From the comments on Canadian shopping below, list every store or store chain mentioned as a place to shop, excluding product brands.

- TEXT SEGMENT
────────

    I love, love the chocolate chip President’s Choice cookies. My family is addicted to the peanut butter President’s Choice cookies.

    I also love the kettle chips from Food Basics. And they are so much cheaper than their competitors’ kettle chips!

    I noticed last time I visited that there was some kind of Greek yogurt craze going on and all of a sudden it was stocked in every supermarket. When and how did this start?

    Shoppers Drug Mart shocked my French husband. He’s horrified to see pharmacists dispensing medicine right beside dozens of bags of chips and boxes of chocolates. When my mother-in-law came to Canada with us she and my husband took pictures of the interior of Shoppers to show people back in France what a Canadian pharmacy looks like.

    My family sometimes buys crates of fruit from Nicastro’s. Normally prices are more expensive in there, but the trays of fruit (prickly pairs and perisimmons in particular) really are cheaper and of better quality than the other places. I was there at Christmas and these fruits were even better than what you would find in France.

    • I’m also addicted to T&T bakery and I agree, their brioche and especially the coconut buns taste exactly like the French brioche! It’s funny because Chinese don’t usually do sweet stuff really well (notoriously bad in China, an there is no baking tradition). I know the cookies you are talking about too, an addiction in our family as well 😉 Funny we have similar tastes!

      I didn’t notice the Greek yogourt craze much, I’m not a huge fan of it. However, I’m happy to be able to buy Danone and Yoplait yogourts now, I couldn’t find any good yogourts a few years ago but somehow the choice improved.

      I also shop at Nicastro once in a while for specialty food, I like close to the one in Merivale. However, I find the owner and staff of the store at the Nicastro in the Byward are super rude and have terrible customer service so I avoid that store despite the tempting imported products.

      I don’t get Shoppers either, like your husband! That said, I remember having to buy cigarettes at a similar store in Australia (yep, cigarettes in a pharmacy) back in 2003 so the fact it is selling junk food in Canada doesn’t shock me much 😆

  3. This entry is so useful to me :). We don’t have shoppers in Quebec, but I’m sure ill love it. I love drugstore shopping

  4. There’s also NoFrills, they have quite a number of shops everywhere. The prices are below average, it’s also worth taking a look at their weekly flyer, sometimes there are very good deals. Bags don’t seem to be free anywhere except for WalMart, but I totally agree with Jeruen. They shouldn’t be for free. It’s more a psychological barrier anyways, I don’t think people have to starve because of 5c for a bag.
────────
(Rows contained in a dataset)
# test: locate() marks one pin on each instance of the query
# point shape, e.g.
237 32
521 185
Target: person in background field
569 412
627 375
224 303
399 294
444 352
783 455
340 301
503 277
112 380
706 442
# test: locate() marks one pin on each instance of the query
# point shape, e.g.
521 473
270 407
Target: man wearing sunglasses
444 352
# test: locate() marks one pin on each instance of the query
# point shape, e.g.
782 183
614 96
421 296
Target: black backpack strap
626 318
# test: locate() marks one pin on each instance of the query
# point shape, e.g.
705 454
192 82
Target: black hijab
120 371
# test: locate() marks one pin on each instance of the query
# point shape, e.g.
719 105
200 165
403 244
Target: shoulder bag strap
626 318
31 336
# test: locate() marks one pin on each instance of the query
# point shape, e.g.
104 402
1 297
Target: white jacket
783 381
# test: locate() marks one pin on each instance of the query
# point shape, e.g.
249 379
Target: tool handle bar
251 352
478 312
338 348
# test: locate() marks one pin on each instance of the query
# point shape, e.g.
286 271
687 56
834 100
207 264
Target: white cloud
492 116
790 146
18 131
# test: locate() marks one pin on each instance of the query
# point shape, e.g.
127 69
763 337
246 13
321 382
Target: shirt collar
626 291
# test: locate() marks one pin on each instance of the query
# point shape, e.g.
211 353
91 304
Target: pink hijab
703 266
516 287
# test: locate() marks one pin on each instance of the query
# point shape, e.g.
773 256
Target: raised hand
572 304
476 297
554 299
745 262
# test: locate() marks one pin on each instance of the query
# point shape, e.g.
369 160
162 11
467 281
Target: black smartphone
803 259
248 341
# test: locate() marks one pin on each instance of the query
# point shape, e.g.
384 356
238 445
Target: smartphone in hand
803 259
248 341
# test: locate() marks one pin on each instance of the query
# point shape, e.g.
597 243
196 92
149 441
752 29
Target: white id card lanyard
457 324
────────
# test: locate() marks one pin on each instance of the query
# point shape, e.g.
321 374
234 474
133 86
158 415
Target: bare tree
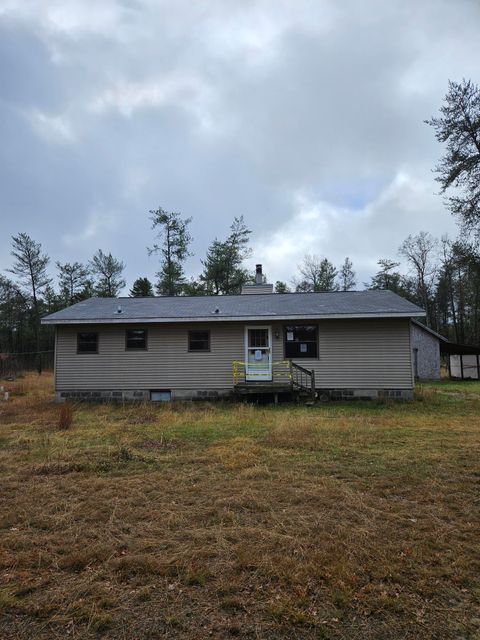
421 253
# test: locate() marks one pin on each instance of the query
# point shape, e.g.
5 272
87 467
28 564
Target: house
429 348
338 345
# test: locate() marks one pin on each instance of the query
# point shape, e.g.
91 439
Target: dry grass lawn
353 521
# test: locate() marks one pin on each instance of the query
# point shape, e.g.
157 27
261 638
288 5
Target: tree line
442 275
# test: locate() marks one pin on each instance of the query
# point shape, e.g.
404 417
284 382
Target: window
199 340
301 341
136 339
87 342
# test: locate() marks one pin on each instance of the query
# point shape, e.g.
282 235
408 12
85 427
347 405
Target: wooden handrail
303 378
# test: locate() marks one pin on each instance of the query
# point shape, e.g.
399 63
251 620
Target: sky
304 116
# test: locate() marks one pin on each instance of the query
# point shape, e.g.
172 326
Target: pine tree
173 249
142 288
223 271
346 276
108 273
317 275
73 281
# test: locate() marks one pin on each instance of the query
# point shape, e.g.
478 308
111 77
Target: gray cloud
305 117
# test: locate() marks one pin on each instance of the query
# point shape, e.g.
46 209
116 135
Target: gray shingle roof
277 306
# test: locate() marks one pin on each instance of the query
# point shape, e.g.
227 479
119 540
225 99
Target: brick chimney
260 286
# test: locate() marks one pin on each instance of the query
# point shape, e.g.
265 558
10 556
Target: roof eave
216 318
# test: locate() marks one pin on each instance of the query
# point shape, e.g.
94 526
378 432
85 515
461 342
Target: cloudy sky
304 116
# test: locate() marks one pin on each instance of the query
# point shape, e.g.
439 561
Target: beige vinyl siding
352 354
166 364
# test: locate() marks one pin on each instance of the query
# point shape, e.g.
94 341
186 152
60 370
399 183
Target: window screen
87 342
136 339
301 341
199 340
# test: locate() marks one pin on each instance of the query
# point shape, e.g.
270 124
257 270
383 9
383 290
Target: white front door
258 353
────────
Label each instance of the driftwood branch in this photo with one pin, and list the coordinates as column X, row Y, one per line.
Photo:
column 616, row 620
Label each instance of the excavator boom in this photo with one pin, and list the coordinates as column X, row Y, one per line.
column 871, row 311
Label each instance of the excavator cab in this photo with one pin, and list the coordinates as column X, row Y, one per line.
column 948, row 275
────────
- ANSWER TO THE EXERCISE
- Food Basics
- Shoppers Drug Mart
- Nicastro's
- T&T
- NoFrills
- WalMart